Content starts

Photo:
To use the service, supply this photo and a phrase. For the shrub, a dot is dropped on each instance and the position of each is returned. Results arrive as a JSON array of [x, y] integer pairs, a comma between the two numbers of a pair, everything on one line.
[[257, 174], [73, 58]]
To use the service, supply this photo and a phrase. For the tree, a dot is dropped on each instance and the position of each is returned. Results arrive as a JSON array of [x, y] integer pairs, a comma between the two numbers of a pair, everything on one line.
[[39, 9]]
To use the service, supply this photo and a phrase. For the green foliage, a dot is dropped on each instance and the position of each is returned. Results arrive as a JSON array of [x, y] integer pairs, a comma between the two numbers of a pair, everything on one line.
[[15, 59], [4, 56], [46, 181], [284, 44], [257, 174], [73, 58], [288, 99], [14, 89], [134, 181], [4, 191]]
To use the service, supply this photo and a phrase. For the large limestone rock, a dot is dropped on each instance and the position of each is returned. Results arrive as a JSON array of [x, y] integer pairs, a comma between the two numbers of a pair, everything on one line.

Content ends

* GOAL OF THE EXERCISE *
All of the material above needs repeating. Keep it exact.

* ANSWER FOR THIS EXERCISE *
Photo:
To use the service, supply this photo and a phrase. For the shrub, a dot is dropped on each instance and the position of each is returned. Results arrive as a JSON array of [x, y] integer pairs, a comma between the two numbers of a pair, everything on one line.
[[257, 174], [73, 58]]
To use the service, supply this photo and a phrase. For the tree, a dot is dropped on each instance and the position of each is returned. Results arrive as a JSON array of [x, y] integer pairs, a comma between the two numbers of a pair, everything on one line.
[[39, 9]]
To use the service, supply this photo and a phrase. For the green foliage, a dot is dropped on each instance and the position of each is returned. Results arrive as a JSON array of [x, y] integer pairs, a comma between the two numbers of a pair, everything on one line.
[[15, 59], [4, 56], [46, 181], [284, 44], [257, 174], [73, 58], [288, 99], [14, 89], [134, 181], [4, 191]]
To use the service, supply this photo and a phrase. For the large limestone rock, a dot is dropped on each instance and the position of each is returned. Results arrive as a JSON array of [x, y] integer pairs, a comma between the two numbers of a pair, everything on one line.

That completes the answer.